WHAT TO PRODUCE =
Scale the listing from its first line through the line containing "(82, 9), (85, 9)]", and reproduce all of those lines, requests included. Multiply every coordinate in the answers by 0.65 and round it to the nearest whole number, with halves going up, while leaving the requests and their format samples unchanged.

(Boundary annotation records)
start
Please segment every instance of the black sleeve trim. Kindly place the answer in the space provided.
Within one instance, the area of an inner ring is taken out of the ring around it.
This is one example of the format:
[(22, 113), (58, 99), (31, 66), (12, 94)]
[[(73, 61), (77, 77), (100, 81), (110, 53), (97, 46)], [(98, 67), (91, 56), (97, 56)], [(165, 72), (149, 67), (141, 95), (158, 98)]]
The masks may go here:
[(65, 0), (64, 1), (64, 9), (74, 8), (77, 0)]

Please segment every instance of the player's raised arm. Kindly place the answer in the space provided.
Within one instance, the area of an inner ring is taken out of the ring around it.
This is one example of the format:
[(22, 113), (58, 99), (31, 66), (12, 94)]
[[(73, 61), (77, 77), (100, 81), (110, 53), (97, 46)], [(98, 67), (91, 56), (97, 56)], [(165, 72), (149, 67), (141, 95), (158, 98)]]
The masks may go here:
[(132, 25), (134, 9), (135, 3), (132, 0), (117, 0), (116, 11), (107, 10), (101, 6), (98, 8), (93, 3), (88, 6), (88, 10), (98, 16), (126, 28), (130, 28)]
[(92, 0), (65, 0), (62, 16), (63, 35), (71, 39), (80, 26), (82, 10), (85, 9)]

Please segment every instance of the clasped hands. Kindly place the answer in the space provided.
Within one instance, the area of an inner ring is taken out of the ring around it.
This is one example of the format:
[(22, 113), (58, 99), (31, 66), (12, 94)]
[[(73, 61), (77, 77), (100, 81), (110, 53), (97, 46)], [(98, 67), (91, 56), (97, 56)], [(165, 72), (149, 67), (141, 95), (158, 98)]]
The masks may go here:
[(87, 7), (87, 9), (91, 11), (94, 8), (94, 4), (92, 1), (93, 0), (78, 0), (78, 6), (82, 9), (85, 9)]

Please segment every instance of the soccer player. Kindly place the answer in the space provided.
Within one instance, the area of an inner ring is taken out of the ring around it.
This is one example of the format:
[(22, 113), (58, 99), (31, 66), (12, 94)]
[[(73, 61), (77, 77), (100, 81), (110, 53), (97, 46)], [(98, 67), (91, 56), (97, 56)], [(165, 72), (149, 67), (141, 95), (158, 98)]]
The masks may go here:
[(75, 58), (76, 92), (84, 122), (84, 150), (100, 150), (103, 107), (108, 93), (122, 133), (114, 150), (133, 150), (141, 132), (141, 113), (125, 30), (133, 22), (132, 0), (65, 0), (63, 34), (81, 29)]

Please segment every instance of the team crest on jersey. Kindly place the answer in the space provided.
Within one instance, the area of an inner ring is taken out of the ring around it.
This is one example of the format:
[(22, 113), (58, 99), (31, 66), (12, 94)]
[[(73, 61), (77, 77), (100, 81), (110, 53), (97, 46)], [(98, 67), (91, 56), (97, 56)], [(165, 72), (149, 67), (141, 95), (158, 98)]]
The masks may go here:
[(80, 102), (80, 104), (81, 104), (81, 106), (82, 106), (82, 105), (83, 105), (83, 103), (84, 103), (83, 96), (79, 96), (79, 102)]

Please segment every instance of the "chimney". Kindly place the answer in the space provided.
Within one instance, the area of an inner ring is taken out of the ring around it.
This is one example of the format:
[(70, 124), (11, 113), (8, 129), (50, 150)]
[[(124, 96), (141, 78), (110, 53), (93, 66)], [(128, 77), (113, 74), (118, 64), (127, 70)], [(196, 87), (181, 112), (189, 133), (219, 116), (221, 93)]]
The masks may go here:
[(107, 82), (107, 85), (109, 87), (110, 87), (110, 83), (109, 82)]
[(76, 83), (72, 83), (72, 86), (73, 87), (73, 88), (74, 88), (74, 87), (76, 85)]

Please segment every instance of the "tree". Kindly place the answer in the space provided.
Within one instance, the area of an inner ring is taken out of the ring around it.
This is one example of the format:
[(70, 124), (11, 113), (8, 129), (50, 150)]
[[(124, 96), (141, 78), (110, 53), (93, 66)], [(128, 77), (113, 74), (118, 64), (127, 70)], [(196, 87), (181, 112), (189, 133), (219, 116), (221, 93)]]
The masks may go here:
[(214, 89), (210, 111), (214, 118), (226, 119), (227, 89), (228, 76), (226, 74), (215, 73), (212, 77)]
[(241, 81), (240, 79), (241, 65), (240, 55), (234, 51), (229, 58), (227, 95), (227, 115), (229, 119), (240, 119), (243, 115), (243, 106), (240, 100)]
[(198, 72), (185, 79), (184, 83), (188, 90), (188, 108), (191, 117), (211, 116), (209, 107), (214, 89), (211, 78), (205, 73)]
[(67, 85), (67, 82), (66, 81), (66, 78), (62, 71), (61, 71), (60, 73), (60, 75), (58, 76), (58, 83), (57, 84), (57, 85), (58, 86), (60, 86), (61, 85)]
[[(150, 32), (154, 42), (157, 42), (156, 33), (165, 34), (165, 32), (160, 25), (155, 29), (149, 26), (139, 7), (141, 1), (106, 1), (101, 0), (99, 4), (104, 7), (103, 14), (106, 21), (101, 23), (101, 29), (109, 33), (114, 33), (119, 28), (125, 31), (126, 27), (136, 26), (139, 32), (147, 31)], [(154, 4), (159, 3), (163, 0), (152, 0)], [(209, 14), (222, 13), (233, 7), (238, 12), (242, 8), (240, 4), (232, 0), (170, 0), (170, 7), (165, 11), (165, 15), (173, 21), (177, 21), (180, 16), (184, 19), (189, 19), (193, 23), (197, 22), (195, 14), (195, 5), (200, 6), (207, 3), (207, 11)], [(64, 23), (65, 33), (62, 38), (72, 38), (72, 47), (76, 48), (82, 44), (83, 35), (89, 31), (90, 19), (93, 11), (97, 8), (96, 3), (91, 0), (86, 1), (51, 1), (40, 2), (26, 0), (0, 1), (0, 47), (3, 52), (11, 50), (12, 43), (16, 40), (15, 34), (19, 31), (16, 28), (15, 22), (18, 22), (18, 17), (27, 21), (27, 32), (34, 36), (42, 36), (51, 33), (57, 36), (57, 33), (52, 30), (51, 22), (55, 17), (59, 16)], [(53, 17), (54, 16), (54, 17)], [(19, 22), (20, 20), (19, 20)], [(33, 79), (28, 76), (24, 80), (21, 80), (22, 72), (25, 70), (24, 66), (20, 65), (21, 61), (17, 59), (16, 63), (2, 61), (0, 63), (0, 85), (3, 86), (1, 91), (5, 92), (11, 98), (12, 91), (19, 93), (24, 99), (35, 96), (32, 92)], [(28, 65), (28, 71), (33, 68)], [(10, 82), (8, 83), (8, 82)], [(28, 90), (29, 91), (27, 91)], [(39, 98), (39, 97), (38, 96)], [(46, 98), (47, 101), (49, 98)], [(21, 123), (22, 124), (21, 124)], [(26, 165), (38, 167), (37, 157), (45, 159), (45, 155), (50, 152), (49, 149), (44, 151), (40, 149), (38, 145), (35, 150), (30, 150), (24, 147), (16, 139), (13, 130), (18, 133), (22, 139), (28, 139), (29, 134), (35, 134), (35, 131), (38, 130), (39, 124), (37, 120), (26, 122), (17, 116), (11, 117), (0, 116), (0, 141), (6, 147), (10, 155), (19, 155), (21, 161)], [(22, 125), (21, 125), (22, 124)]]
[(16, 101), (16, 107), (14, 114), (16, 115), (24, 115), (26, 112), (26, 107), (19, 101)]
end
COMPLETE ANSWER =
Please segment every instance of the black sleeve trim. Kindly place the answer in the space provided.
Within one instance, the area of an inner ring is taken out of the ring around it.
This is one example of the format:
[(22, 113), (58, 99), (31, 66), (12, 94)]
[[(73, 61), (77, 77), (100, 81), (110, 53), (97, 46)], [(98, 67), (91, 56), (97, 56)], [(165, 72), (149, 67), (141, 95), (158, 98)]]
The masks may go here:
[(42, 0), (42, 1), (42, 6), (48, 5), (50, 0)]

Please segment every instance of the player's raised arm. Kindly place the answer in the space provided.
Within one instance, the area of an inner ring is taken out of the ring around it.
This is one example of the format:
[(22, 113), (58, 99), (31, 66), (12, 94)]
[[(73, 61), (77, 77), (100, 81), (110, 53), (97, 46)], [(98, 67), (91, 56), (97, 56)], [(165, 72), (149, 67), (141, 95), (158, 98)]]
The masks may go here:
[(86, 16), (87, 6), (88, 2), (86, 0), (76, 0), (75, 7), (70, 7), (66, 4), (64, 5), (60, 2), (57, 4), (57, 7), (64, 10), (82, 18), (85, 18)]
[(60, 0), (42, 0), (40, 10), (41, 23), (46, 25), (52, 17), (53, 7), (55, 6)]

Please segment every instance of the clasped hands. Kindly place the answer in the space provided.
Within one instance, the area of an inner ring is taken out of the ring around it.
This is one example of the format:
[(22, 113), (58, 99), (31, 66), (12, 94)]
[[(73, 61), (77, 77), (100, 81), (110, 53), (97, 46)], [(98, 67), (91, 56), (97, 56)], [(165, 72), (149, 67), (141, 95), (158, 98)]]
The masks may go here:
[(57, 5), (57, 6), (59, 7), (61, 5), (61, 3), (60, 1), (60, 0), (51, 0), (51, 4), (53, 6), (55, 6)]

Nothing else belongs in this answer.